Given exercise:
The entries below contain pictures. Retype everything except those pictures, exactly as given.

— START OF Excerpted data —

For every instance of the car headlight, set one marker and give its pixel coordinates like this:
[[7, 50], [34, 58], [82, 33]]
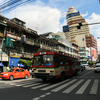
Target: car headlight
[[5, 74]]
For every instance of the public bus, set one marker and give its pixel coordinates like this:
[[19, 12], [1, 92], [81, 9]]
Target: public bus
[[53, 65]]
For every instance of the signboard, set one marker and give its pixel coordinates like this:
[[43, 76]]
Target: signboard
[[65, 28]]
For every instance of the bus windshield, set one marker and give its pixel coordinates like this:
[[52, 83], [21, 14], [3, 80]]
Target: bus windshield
[[41, 60]]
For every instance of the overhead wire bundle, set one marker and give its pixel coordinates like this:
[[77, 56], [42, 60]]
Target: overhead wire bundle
[[12, 4]]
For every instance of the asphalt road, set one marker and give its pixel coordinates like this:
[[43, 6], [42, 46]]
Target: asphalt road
[[84, 86]]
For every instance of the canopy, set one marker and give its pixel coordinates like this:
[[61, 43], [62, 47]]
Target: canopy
[[20, 65], [1, 65]]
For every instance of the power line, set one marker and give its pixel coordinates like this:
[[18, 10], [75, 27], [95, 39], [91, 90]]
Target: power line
[[18, 4]]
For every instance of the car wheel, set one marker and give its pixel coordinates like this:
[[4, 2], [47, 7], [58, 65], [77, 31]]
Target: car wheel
[[11, 77], [26, 76]]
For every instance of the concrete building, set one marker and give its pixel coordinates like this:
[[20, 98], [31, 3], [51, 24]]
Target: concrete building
[[73, 18], [18, 42], [77, 29]]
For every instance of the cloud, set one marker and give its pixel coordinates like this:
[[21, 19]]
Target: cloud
[[41, 19]]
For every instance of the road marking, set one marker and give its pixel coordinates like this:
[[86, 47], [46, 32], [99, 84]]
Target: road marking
[[39, 86], [94, 87], [73, 86], [86, 74], [82, 89], [62, 86], [32, 85], [37, 98], [51, 86]]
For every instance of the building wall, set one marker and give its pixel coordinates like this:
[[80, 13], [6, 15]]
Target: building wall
[[73, 18]]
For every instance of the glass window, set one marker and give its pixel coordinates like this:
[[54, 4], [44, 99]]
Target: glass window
[[43, 60], [21, 70]]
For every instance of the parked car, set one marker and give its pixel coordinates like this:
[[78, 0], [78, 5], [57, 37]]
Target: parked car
[[15, 73], [97, 68]]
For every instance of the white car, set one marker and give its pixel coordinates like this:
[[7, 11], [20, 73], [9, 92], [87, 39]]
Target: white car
[[97, 68]]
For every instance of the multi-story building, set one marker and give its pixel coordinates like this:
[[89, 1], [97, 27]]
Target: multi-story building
[[77, 29], [75, 32], [18, 42], [64, 46], [91, 43]]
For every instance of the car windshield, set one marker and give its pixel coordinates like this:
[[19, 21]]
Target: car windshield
[[11, 70], [46, 60]]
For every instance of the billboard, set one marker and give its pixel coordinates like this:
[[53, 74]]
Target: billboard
[[65, 28], [93, 54]]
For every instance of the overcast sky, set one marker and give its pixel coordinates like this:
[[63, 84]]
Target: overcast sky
[[50, 15]]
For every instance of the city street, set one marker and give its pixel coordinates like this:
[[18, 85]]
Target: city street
[[84, 86]]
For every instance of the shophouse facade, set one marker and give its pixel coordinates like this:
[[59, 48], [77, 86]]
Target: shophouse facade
[[19, 42]]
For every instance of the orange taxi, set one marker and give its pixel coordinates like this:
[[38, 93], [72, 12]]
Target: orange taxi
[[15, 73]]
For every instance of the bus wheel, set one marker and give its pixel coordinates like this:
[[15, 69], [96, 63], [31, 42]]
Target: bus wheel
[[44, 79], [62, 76]]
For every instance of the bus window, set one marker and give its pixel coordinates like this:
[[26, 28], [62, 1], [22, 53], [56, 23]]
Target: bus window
[[48, 60], [37, 61], [57, 61], [61, 60]]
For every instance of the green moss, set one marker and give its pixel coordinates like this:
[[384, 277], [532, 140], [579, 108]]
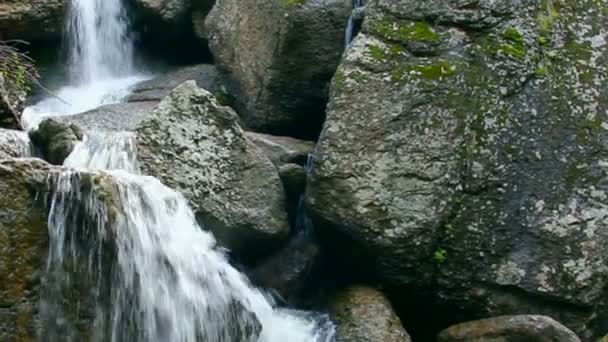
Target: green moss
[[292, 2], [405, 32], [440, 256], [434, 71]]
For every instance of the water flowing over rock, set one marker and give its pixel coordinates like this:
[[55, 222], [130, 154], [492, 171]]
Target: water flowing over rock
[[56, 140], [24, 243], [509, 329], [101, 62], [195, 145], [282, 54], [464, 151], [14, 144], [32, 19], [363, 314]]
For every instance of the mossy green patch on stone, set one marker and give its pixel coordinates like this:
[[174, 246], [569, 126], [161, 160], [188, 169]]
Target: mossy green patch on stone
[[435, 70], [405, 31], [292, 2]]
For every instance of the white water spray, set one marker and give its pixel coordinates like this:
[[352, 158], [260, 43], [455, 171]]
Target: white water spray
[[100, 61], [349, 34], [170, 282]]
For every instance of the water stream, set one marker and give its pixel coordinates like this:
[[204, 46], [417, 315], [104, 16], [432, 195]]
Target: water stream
[[100, 65], [144, 269]]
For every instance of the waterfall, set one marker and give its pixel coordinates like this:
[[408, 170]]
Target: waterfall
[[99, 41], [101, 67], [349, 34], [153, 273]]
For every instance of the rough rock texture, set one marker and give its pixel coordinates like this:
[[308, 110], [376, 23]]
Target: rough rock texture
[[14, 144], [12, 102], [23, 247], [282, 150], [195, 146], [167, 19], [31, 19], [292, 271], [206, 76], [114, 117], [363, 314], [282, 54], [465, 152], [290, 157], [509, 329], [56, 139]]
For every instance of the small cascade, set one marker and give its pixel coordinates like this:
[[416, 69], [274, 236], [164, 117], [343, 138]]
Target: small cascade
[[151, 273], [351, 29], [101, 67], [100, 46]]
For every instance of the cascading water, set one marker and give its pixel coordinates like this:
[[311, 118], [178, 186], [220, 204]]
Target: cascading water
[[349, 34], [169, 281], [100, 61]]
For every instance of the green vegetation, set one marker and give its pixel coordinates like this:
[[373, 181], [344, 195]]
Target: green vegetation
[[16, 68], [292, 2], [440, 256]]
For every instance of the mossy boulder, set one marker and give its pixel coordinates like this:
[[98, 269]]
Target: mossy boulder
[[56, 139], [464, 152], [27, 297], [14, 144], [364, 314], [196, 146], [282, 54], [528, 328]]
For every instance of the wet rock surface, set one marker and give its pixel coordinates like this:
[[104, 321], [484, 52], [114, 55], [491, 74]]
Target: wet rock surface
[[363, 314], [14, 144], [282, 54], [509, 329], [195, 145], [56, 140], [464, 151]]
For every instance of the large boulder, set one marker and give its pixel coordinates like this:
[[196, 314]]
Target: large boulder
[[195, 145], [56, 139], [363, 314], [207, 76], [509, 329], [112, 117], [282, 54], [32, 19], [14, 144], [465, 152]]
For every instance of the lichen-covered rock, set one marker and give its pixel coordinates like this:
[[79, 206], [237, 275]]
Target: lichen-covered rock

— END OF Excerpted data —

Response:
For every instance of the car headlight, set one marker and give its pixel coordinates like this:
[[7, 50], [34, 58], [82, 33]]
Target: car headlight
[[5, 74]]
For every instance of the public bus, set one marker and give its pixel coordinates like this:
[[19, 12], [1, 92], [81, 9]]
Target: public bus
[[53, 65]]
For every instance of the signboard, set one marker and give its pixel coordinates like this:
[[43, 76]]
Target: signboard
[[65, 28]]
For every instance of the bus windshield, set one marker and give its pixel coordinates like this:
[[52, 83], [21, 14], [3, 80]]
Target: bus windshield
[[41, 60]]
For every instance of the overhead wire bundle, set one marker and give its pixel coordinates like this:
[[77, 56], [42, 60]]
Target: overhead wire bundle
[[12, 4]]
For every instance of the asphalt road, set one marker and give its pixel coordinates like this:
[[43, 6], [42, 46]]
Target: asphalt road
[[84, 86]]
For every instance of the canopy, set one marker and give its pixel coordinates like this:
[[61, 43], [62, 47]]
Target: canopy
[[20, 65], [1, 65]]
For every instance of the power line, set one marker and give its pixel coordinates like this:
[[18, 10], [75, 27], [95, 39], [91, 90]]
Target: power line
[[18, 4]]
For every instance of the car wheel, set one marker and give its pixel coordinates like this:
[[4, 2], [47, 7], [58, 65], [77, 31]]
Target: car wheel
[[11, 77], [26, 76]]
For every instance of the concrete building, set one marker and give its pixel coordinates like this:
[[20, 98], [31, 3], [51, 24]]
Target: concrete building
[[73, 18], [18, 42], [77, 29]]
For every instance of the cloud, set one marker and give its pixel coordinates like this:
[[21, 19]]
Target: cloud
[[41, 19]]
For every instance of the road marking, set one marker and give its pixel coordinates like this:
[[86, 47], [46, 32], [99, 84]]
Target: road marking
[[39, 86], [94, 87], [73, 86], [86, 74], [82, 89], [62, 86], [32, 85], [37, 98], [51, 86]]
For every instance of the building wall, set one marker and give its pixel coordinates like this:
[[80, 13], [6, 15]]
Target: building wall
[[73, 18]]
For every instance of the glass window, set one marker and give its pixel coordinates like this:
[[54, 4], [44, 99]]
Target: glass window
[[43, 60], [21, 70]]
For every instance of the parked car, set one marker and give its pixel coordinates like this:
[[78, 0], [78, 5], [57, 37]]
Target: parked car
[[15, 73], [97, 68]]
For every instance of the white car, set one marker and give its pixel coordinates like this:
[[7, 11], [20, 73], [9, 92], [87, 39]]
Target: white car
[[97, 68]]
For every instance of the multi-story building, set one marker and give its pixel coordinates like this:
[[89, 1], [97, 27]]
Target: multi-story building
[[77, 29], [75, 32], [18, 42], [64, 46], [91, 43]]
For every instance of the car windshield, set one marker and give its pixel coordinates like this:
[[19, 21]]
Target: car windshield
[[11, 70], [46, 60]]
For every instance of the billboard, set one marker and give its pixel coordinates like this:
[[53, 74]]
Target: billboard
[[65, 28], [93, 54]]
For every instance of the overcast sky, set one marker and give its pixel coordinates like this:
[[63, 84]]
Target: overcast sky
[[50, 15]]
For every instance of the city street, set one marker and give its pixel coordinates like this:
[[18, 85]]
Target: city street
[[84, 86]]
For every instance of the shophouse facade, set one marker and give its pixel coordinates like this:
[[59, 48], [77, 86]]
Target: shophouse facade
[[19, 42]]
For every instance of the orange taxi, set one marker and give its pixel coordinates like this:
[[38, 93], [72, 12]]
Target: orange taxi
[[15, 73]]
For every instance of the bus wheel, set one marker and give its pixel coordinates like this:
[[15, 69], [96, 63], [31, 42]]
Target: bus wheel
[[44, 79], [62, 76]]
For every instance of the bus window, set one marker and give its pixel coordinates like this:
[[26, 28], [62, 1], [22, 53], [56, 23]]
Target: bus window
[[48, 60], [37, 61], [57, 61], [61, 60]]
For every instance of the green moss, set one marker and give its pixel coordinates like this:
[[384, 277], [532, 140], [579, 108]]
Target: green moss
[[292, 2], [405, 32], [440, 256], [434, 71]]
For every instance of the water flowing over rock, set one marker and give its pixel coordinates like this:
[[55, 222], [130, 154], [492, 171]]
Target: water flowing over rock
[[56, 140], [24, 243], [509, 329], [101, 62], [195, 145], [282, 54], [464, 151], [14, 144], [32, 19], [363, 314]]
For every instance of the mossy green patch on stone, set one marker and give its pixel coordinates like this:
[[174, 246], [569, 126], [161, 160], [188, 169]]
Target: mossy green patch on stone
[[435, 70], [405, 31], [292, 2]]
For every instance of the white water spray, set one marker and give its pixel coordinates like this:
[[352, 158], [260, 43], [455, 171]]
Target: white water spray
[[100, 61], [349, 34], [170, 282]]
For every instance of the water stream, set one marker and give its pixel coordinates like this:
[[204, 46], [417, 315], [104, 16], [432, 195]]
Target: water stream
[[100, 65], [144, 269]]
For every instance of the waterfall, set one marker and give its pixel coordinates like this:
[[408, 170]]
Target: waterfall
[[99, 41], [101, 67], [349, 34], [153, 273]]
For every instance of the rough rock texture, set one marker and give its pixel coordinates like this:
[[308, 110], [376, 23]]
Target: rough rock texture
[[14, 144], [12, 102], [23, 247], [282, 150], [195, 146], [167, 19], [31, 19], [292, 271], [206, 76], [114, 117], [363, 314], [282, 54], [465, 152], [290, 157], [509, 329], [56, 139]]
For every instance of the small cascade, set one marker and give its pixel coordinates like this:
[[416, 69], [274, 236], [164, 117], [343, 138]]
Target: small cascade
[[151, 273], [351, 29], [101, 67], [100, 46]]
For every instance of the cascading water, set one marker and give its pixel coordinates like this:
[[311, 118], [178, 186], [220, 204]]
Target: cascading water
[[349, 34], [169, 281], [100, 61]]
For every instance of the green vegetation, set one marker and give its pixel coordinates like this:
[[373, 181], [344, 195]]
Target: green vegetation
[[16, 68], [292, 2], [440, 256]]
For every instance of the mossy boulder, set one marker and give its pixel coordinates like this:
[[98, 269]]
Target: mossy boulder
[[56, 139], [464, 152], [27, 297], [14, 144], [364, 314], [196, 146], [282, 54], [528, 328]]
For every instance of the wet rock surface, set one marker and give its pixel coordinates like this:
[[104, 321], [484, 52], [114, 55], [491, 74]]
Target: wet rock surface
[[363, 314], [14, 144], [282, 54], [509, 329], [195, 145], [56, 140], [464, 151]]
For every instance of the large boulder, set one marker and give its pixel coordinates like this:
[[196, 314]]
Target: large boulder
[[195, 145], [56, 139], [363, 314], [207, 76], [509, 329], [112, 117], [282, 54], [32, 19], [14, 144], [465, 152]]
For every instance of the lichen-covered rock, set one marker and give its pixel coordinates like this:
[[79, 206], [237, 275]]
Target: lichen-covered rock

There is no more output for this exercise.